# The problem
Within the entries below, find every line that has the string "query", then copy it.

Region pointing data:
───

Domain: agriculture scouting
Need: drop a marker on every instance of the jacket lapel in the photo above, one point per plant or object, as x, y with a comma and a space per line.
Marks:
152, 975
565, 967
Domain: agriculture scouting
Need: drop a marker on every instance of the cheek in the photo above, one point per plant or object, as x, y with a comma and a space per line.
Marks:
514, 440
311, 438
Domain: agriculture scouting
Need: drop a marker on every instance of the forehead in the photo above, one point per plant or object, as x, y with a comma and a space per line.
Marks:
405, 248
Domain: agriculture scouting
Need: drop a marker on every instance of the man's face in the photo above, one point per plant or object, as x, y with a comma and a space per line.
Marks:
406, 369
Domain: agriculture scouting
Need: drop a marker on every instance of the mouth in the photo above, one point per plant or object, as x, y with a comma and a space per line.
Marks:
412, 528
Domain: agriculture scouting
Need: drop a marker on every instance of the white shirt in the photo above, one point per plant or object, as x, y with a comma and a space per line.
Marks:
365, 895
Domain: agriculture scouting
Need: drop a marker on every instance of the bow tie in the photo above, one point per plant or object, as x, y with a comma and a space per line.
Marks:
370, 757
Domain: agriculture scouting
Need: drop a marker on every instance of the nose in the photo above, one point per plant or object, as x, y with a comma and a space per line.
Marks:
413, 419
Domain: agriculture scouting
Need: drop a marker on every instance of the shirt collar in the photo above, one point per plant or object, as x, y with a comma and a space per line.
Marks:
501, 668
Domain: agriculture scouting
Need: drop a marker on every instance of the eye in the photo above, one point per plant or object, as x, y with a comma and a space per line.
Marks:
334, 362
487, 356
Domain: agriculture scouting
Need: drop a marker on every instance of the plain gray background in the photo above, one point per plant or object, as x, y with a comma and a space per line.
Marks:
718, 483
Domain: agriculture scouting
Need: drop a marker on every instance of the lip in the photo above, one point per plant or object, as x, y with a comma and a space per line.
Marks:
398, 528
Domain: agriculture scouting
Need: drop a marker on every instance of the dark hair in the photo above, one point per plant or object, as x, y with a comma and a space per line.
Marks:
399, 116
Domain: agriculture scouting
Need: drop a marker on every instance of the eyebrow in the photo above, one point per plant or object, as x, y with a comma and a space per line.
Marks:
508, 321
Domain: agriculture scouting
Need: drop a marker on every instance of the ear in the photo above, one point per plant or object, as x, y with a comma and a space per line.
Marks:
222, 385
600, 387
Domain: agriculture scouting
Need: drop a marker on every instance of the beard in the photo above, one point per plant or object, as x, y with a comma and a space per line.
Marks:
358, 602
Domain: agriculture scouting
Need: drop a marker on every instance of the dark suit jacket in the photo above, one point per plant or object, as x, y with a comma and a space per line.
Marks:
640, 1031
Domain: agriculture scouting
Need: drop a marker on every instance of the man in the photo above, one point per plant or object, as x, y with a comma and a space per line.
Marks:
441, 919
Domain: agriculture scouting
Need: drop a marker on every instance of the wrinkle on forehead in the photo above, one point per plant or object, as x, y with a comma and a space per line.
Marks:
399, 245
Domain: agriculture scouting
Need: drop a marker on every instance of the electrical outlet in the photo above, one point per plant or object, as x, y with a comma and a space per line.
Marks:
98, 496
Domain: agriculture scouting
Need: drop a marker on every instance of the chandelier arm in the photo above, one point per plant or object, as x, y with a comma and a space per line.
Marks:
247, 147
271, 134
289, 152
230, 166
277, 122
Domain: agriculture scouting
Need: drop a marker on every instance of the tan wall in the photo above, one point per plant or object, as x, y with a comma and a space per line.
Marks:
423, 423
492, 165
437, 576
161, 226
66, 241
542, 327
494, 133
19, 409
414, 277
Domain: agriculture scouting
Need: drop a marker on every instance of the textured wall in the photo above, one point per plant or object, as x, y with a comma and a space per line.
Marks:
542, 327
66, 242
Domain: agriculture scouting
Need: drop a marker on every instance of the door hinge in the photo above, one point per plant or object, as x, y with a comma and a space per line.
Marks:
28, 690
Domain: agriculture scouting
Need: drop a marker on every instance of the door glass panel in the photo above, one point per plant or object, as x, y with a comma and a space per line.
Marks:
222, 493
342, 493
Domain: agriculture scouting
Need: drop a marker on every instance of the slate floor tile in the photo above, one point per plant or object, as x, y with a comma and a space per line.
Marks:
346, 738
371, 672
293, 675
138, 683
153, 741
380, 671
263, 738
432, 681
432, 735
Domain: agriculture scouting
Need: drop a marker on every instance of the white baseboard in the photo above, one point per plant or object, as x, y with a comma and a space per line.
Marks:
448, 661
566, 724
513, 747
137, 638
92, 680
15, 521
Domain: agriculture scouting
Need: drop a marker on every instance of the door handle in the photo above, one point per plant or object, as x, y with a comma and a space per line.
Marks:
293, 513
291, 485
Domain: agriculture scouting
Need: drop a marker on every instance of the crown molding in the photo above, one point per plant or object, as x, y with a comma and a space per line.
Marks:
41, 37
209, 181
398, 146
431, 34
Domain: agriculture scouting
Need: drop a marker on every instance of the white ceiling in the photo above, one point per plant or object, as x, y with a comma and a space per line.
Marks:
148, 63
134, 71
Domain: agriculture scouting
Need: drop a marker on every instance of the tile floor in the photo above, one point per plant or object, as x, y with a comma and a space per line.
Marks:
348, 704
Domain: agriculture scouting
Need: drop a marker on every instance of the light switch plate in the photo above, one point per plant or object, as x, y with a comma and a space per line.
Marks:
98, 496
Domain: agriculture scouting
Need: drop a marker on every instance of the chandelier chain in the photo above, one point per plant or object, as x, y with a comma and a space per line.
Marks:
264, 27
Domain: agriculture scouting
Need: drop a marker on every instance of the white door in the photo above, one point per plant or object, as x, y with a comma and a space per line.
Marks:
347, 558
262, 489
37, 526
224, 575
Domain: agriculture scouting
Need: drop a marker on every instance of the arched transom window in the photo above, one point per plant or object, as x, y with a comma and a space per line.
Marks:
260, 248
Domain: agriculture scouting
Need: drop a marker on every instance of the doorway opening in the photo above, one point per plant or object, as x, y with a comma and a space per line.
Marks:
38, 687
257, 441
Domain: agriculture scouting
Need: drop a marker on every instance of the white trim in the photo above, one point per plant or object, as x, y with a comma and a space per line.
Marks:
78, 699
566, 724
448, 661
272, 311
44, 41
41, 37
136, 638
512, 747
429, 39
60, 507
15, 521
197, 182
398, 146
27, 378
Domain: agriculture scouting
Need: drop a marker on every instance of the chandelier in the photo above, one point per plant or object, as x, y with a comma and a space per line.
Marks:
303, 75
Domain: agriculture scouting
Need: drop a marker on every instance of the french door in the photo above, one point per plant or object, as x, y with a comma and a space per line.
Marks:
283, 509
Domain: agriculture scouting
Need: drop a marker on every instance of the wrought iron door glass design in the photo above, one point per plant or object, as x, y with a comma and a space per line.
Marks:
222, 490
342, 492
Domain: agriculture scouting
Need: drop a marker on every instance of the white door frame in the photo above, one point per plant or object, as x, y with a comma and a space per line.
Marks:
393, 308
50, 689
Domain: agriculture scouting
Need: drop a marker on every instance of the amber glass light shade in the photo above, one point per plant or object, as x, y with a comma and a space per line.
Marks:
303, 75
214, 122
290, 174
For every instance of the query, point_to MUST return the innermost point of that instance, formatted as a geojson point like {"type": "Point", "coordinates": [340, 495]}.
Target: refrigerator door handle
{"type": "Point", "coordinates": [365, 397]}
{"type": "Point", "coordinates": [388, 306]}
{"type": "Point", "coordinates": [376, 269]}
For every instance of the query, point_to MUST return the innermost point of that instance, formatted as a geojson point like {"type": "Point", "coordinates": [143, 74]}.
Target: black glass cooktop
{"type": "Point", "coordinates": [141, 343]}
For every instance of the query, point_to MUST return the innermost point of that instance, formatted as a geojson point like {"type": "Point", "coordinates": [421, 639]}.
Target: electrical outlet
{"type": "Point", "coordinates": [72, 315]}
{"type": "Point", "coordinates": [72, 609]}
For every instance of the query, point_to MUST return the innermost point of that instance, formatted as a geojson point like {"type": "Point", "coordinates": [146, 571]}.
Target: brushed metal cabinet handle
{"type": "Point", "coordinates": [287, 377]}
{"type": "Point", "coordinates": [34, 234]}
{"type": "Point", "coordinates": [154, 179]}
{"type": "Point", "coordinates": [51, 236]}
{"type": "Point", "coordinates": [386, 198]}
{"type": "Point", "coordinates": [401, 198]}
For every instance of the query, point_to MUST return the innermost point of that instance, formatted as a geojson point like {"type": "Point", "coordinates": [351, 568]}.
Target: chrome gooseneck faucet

───

# Result
For every instance of the query, point_to MUST return the innermost point of that instance, formatted as a geojson point like {"type": "Point", "coordinates": [340, 495]}.
For every instance of the query, point_to MUST return the innermost point of that instance, formatted as a geojson point like {"type": "Point", "coordinates": [143, 74]}.
For every instance of the query, point_to MUST return the innermost point of that instance, formatted as a geojson point like {"type": "Point", "coordinates": [421, 639]}.
For every instance of the query, point_to MUST return the innermost point of that instance, formatted as a geojson point like {"type": "Point", "coordinates": [146, 571]}.
For every instance of the query, point_to MUST return the innermost point of that instance, formatted as a geojson point like {"type": "Point", "coordinates": [351, 568]}.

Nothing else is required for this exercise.